(Problem requirements):
Below are the records; give again exactly the line with "Query: man with curly hair", the line with "Query: white t-shirt", and each line that lies between them, and nothing besides.

(Referring expression pointing data)
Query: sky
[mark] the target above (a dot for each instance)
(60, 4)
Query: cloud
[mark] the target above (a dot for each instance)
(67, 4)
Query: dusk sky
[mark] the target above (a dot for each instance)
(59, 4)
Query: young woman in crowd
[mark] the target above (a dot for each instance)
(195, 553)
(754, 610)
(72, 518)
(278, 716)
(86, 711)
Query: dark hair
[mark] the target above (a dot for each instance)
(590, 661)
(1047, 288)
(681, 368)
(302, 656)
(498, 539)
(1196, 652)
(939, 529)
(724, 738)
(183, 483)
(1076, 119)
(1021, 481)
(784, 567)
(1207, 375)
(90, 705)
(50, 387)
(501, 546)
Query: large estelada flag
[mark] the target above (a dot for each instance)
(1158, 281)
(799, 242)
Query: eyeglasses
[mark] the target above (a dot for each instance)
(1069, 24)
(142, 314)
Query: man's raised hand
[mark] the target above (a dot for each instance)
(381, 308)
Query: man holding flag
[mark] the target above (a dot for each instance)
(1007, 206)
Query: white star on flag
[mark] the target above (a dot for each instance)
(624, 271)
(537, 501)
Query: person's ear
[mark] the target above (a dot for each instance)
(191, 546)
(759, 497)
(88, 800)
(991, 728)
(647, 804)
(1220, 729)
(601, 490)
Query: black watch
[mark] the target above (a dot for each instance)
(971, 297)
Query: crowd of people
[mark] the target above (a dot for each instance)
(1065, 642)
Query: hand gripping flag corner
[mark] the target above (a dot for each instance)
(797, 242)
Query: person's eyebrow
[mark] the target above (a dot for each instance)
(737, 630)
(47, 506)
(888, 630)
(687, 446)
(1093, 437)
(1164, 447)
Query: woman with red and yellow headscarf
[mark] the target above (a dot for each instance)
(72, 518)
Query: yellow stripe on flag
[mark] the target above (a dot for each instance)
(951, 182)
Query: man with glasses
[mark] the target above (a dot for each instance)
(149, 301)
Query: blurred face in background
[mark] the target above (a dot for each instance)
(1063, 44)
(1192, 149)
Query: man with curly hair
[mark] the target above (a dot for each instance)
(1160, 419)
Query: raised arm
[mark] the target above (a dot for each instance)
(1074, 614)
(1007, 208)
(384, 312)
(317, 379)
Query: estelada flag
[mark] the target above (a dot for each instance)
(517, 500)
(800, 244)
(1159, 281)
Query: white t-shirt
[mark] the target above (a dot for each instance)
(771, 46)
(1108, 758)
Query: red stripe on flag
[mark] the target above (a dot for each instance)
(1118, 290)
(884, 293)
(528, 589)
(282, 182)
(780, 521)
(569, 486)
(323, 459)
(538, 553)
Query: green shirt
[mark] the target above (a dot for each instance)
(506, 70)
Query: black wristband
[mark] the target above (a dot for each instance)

...

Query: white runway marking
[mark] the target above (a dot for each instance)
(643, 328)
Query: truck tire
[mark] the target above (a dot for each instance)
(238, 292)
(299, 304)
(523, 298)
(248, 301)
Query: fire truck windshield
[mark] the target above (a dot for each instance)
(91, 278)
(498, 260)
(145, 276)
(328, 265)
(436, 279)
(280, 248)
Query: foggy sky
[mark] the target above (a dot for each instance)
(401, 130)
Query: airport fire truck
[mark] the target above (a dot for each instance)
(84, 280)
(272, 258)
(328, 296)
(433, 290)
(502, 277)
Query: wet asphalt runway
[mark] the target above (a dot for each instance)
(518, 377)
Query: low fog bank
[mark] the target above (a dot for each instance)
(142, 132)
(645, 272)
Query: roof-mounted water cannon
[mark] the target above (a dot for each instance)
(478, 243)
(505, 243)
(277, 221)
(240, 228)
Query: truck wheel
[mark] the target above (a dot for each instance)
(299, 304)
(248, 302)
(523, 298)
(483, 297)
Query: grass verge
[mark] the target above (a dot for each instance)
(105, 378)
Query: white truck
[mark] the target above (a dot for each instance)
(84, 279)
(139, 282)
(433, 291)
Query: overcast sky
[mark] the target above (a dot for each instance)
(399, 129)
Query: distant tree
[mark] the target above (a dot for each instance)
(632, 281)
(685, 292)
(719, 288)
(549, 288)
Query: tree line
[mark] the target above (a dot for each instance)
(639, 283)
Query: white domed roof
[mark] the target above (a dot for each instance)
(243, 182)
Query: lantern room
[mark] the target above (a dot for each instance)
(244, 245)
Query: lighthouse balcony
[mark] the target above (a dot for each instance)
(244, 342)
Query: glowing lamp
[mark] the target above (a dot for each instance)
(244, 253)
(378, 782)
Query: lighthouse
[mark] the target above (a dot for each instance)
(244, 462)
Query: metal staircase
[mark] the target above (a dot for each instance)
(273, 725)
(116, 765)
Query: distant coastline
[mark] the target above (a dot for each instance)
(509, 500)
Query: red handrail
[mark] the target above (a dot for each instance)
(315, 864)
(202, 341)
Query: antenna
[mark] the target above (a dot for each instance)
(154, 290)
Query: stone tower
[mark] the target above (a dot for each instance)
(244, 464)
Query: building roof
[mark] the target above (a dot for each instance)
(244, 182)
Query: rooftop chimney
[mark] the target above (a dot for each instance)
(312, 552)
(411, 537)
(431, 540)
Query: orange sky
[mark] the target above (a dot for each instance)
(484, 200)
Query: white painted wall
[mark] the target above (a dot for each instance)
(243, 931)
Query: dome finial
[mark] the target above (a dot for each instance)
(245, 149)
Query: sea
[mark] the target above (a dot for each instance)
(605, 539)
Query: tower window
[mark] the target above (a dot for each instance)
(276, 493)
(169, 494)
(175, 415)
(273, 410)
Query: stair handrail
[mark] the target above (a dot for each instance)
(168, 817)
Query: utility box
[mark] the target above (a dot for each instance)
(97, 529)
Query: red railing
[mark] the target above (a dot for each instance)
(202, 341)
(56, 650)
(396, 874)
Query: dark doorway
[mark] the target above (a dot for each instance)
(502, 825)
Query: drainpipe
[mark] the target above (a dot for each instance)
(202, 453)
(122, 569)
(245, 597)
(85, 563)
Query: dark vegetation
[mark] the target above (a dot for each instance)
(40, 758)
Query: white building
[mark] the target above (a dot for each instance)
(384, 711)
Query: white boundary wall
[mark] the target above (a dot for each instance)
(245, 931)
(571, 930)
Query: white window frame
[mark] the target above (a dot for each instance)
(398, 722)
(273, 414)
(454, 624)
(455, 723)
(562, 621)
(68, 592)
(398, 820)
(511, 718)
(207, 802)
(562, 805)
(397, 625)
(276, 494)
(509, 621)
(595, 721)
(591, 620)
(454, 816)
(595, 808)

(Answer space):
Query: man with curly hair
[mark] the target above (a dot for each instance)
(1160, 419)
Query: raised arm
[mark] the target above (a dot for each instance)
(1074, 614)
(1007, 208)
(384, 312)
(317, 379)
Query: estelada flag
[mark] the target above (a dot for each instance)
(517, 500)
(800, 244)
(1159, 281)
Query: white t-shirt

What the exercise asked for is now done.